- _WHAT IS REQUIRED_: Reproduce every one of the lines below word for word, with no changes.

- _THE INPUT_:
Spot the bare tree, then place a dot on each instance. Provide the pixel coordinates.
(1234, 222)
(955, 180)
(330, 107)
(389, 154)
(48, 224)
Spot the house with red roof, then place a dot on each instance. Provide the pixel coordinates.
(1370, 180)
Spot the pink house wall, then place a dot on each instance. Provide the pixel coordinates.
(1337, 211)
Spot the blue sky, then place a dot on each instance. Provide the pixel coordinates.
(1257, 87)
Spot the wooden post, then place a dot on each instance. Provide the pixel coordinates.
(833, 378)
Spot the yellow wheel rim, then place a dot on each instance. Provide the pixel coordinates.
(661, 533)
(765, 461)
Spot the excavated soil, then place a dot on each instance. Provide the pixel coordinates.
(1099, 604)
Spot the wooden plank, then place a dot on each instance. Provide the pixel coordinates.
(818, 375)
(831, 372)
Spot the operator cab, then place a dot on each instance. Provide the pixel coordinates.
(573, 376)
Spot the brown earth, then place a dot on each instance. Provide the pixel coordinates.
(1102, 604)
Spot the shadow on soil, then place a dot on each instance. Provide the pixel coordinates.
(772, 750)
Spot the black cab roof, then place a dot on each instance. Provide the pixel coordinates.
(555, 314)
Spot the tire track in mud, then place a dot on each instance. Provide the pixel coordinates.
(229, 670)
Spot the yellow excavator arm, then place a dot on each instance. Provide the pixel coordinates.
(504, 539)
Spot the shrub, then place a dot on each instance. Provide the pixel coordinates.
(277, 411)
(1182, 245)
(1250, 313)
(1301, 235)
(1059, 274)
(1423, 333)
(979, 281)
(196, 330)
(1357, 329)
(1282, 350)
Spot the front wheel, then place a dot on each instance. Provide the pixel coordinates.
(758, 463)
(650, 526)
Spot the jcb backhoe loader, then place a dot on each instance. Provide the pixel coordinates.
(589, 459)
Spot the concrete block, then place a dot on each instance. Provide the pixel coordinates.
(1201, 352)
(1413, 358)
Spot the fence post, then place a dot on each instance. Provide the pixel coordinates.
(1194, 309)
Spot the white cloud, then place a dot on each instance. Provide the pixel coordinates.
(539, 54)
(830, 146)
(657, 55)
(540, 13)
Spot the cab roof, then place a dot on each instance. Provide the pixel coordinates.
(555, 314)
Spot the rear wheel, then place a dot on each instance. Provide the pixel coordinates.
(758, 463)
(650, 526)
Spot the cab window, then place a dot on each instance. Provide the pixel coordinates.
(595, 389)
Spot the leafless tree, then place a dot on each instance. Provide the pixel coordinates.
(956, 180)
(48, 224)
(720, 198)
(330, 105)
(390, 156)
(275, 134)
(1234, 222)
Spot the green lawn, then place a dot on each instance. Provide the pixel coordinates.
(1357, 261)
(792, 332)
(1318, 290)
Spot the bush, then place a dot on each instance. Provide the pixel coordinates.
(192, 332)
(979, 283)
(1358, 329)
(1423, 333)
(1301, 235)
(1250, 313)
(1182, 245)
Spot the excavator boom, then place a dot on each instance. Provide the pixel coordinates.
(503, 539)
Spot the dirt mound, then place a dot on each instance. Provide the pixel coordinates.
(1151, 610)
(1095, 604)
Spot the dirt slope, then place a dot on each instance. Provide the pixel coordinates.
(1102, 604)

- _OUTPUT FOR THIS EXERCISE_:
Spot the bare tree, then place a dot on each instance. Provide the pixel coordinates.
(1234, 222)
(955, 180)
(330, 107)
(389, 154)
(48, 224)
Spot the house with red roof, then place a dot on each instance. Provide the pixel coordinates.
(1370, 180)
Spot the pink house wall, then place a dot on each instance. Provide the pixel coordinates.
(1337, 211)
Spot the blue sky, then place a dot on each instance. Provide the pixel coordinates.
(1257, 87)
Spot the wooden post, then place a dot on each instance. Provide the pixel coordinates.
(833, 378)
Spot the yellow wheel rim, then place a dot on each instance. Provide the pixel coordinates.
(661, 533)
(765, 461)
Spot the excavated soil, then place a dot on each instance. Provide the pixel coordinates.
(1099, 604)
Spot the wooden plank, then place a dot on each instance. Provide the pixel coordinates.
(818, 375)
(831, 372)
Spot the operator cab, then place a dot on each instance. Provide the pixel coordinates.
(573, 376)
Spot the brown earth, then place a dot on each instance. Provide the pixel coordinates.
(1102, 604)
Spot the shadow on soil, then place a dot on each instance. Provide the pixel coordinates.
(772, 750)
Spot the black cab roof, then place a dot on each instance. Provide the pixel coordinates.
(555, 314)
Spot the tire track in mud, then place a dot on each instance. Provide the pixel coordinates.
(229, 670)
Spot the yellow excavator arm, then place a dot on each instance. Provide the pixel coordinates.
(504, 539)
Spot the shrub, then place a dot on each instance. Provide the pixel coordinates.
(277, 411)
(1182, 245)
(1250, 313)
(1301, 235)
(1059, 274)
(1423, 333)
(979, 281)
(196, 330)
(1357, 329)
(1282, 350)
Spot the front wheel, then place a dot on each instance. Provide the pixel coordinates.
(758, 463)
(650, 526)
Spot the jcb backhoe loader, then place a dot on each instance. Provide the pixel coordinates.
(589, 459)
Spot the concrete block, then place a dot on each instance. Provide the pixel coordinates.
(1201, 352)
(1413, 358)
Spot the fence post, then place a dot on each instance. Provide the pixel coordinates.
(1194, 309)
Spot the white cloud, then place a dot on each instance. Provide the pixel coordinates.
(539, 54)
(830, 146)
(657, 55)
(540, 13)
Spot the cab roof, then place a dot on each instance. Provide the pixel coordinates.
(555, 314)
Spot the rear wheel, then place a dot on each instance. Provide the pixel coordinates.
(758, 463)
(650, 526)
Spot the cab window, then place a dot on each instance. Provide the pixel coordinates.
(595, 389)
Spot the leafless tree, then place a dot on each instance. Provide the pixel coordinates.
(956, 180)
(48, 224)
(720, 198)
(330, 105)
(390, 156)
(275, 134)
(1234, 222)
Spot the green lawn, then place a dot on each instance. Provide the pixel coordinates.
(1357, 261)
(792, 332)
(1318, 290)
Spot the bush, then place a dot on each instance. Provide the pixel coordinates.
(192, 332)
(979, 283)
(1358, 329)
(1423, 333)
(1301, 235)
(1250, 313)
(1182, 245)
Spot the excavator boom, then place a dot on each instance. Provide the pixel coordinates.
(503, 539)
Spot the dirt mound, then place a dot on each instance. Provide the pixel coordinates.
(1151, 610)
(1095, 604)
Spot the dirt slope, then place a dot on each instance. Provide the pixel coordinates.
(1102, 604)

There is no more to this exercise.